Text passage:
120 Front Street Still an Open Question

At the previous Marion Zoning Board of Appeals meeting on January 18, applicant Christian Loranger had been asked by the board to provide it with a timeline of his ownership of and activities relating to his property at 120 Front Street. The purpose of the timeline was to provide information to help the ZBA establish whether the non-conforming use of the property, a two-family house, had been lost due to either abandonment or non-use, which is the current ruling of Zoning Enforcement Officer Scott Shippey. On February 22, Loranger arrived at the Town House with a thick packet of emails and a summary of his correspondence with the Town, his engineers, realtors, neighbors, and architects.

“In the interest of time,” Loranger began, “You know how I feel about the bylaws…” and therefore, he wanted to skip straight to the timeline.

The timeline was divided into two sections – a summary of dates, which were backed up by emails, and then the emails themselves. Loranger painstakingly reviewed the dates since he acquired the property in 2013, including his Conservation Commission hearings, his purchase of the parcel of land located on Pitcher Street, among others.

Loranger contends that he visited the Conservation Commission office in March 2014 and was told by “a woman running the office that he didn’t need to worry about wetlands.” He went on to say that he pursued and eventually purchased land behind his property located on Pitcher Street, a process that took over two years.

He highlighted the ConCom’s denial of his Notice of Intent application in July of 2016, which he then appealed to the DEP, which also denied his permit. Loranger finally received his Order of Conditions (OOC) in September 2017. During this time, Loranger was apparently also in discussions with then Fire Chief Thomas Joyce about using the house for fire training exercises. Eventually, the idea was scrapped, which Shippey thought was due to the house being in close proximity to other structures and an inability to safely contain the fire.

ZBA Chairman Marc Leblanc asked Loranger about his architects. “In 2014, you hired a new architect to design a home – was it a two-family?” to which Loranger replied that it was a two-family structure.

Conservation Commission Chairman Cynthia Callow, present at the meeting, said, “It has been a long process with Mr. Loranger on 120 Front Street. We did deny [Notice of Intent] at first, and the DEP affirmed our decision. The second plan, we approved.” Callow could not remember why the first NOI was denied, but suggested it had to do with a retaining wall too close to the wetlands. She added that Loranger does not hold a superseding OOC from the DEP, as was mistakenly claimed, saying that Loranger has not paid the DEP for the appeal process. She also noted that the commission would be visiting the site due to a report of dumping in the wetlands on the property.

Norman Hills, selectman and ex-Conservation Commission member, took issue with the report that the commission had told Loranger “not to touch a blade of grass or stick on that property,” implying that the commission had somehow contributed to delaying his project. In his written statement, Hills defended the commission, writing that at no time did the ConCom tell Loranger not to cut his grass, etc., adding, “Nothing has prevented him from doing routine maintenance of the property.… I would note during that postulated time … Mr. Loranger somehow managed to cut down every tree on the property.” Hills concluded, saying that Loranger owned the property for three years prior to applying for an NOI.

Loranger clarified that he believed it was the DEP who had told him not to touch a blade of grass on his property.

Looking over Loranger’s data, ZBA member Kate Mahoney underscored the dilemma before the board, saying, “[We are] grappling with the concept of abandonment – if something is being done, what looks like to be at a lagging pace, is that use?”

Problems to work on:
A) Rewrite the article on 120 Front Street starting at "At the previous" and ending at "to the timeline.", putting "chronology" wherever "timeline" appears.
B) Using the article on 120 Front Street, answer these questions:
(i) In what year did Loranger acquire the property?
(ii) In what month and year did Loranger receive his Order of Conditions?
(iii) Who was the Fire Chief with whom Loranger discussed using the house for fire training exercises?
C) Decide whether each statement agrees with the article on 120 Front Street, answering yes or no and quoting the words of the article that settle it:
(i) Loranger brought a packet of emails to the Town House on February 22.
(ii) The Conservation Commission approved Loranger's first Notice of Intent.
(iii) Buying the land on Pitcher Street took Loranger over two years.

Data block:
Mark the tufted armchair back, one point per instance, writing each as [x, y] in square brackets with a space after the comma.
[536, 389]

Replies:
A)
At the previous Marion Zoning Board of Appeals meeting on January 18, applicant Christian Loranger had been asked by the board to provide it with a chronology of his ownership of and activities relating to his property at 120 Front Street. The purpose of the chronology was to provide information to help the ZBA establish whether the non-conforming use of the property, a two-family house, had been lost due to either abandonment or non-use, which is the current ruling of Zoning Enforcement Officer Scott Shippey. On February 22, Loranger arrived at the Town House with a thick packet of emails and a summary of his correspondence with the Town, his engineers, realtors, neighbors, and architects.

“In the interest of time,” Loranger began, “You know how I feel about the bylaws…” and therefore, he wanted to skip straight to the chronology.

B)
(i) 2013
(ii) September 2017
(iii) Thomas Joyce

C)
(i) Yes: "On February 22, Loranger arrived at the Town House with a thick packet of emails"
(ii) No: "We did deny [Notice of Intent] at first, and the DEP affirmed our decision."
(iii) Yes: "a process that took over two years"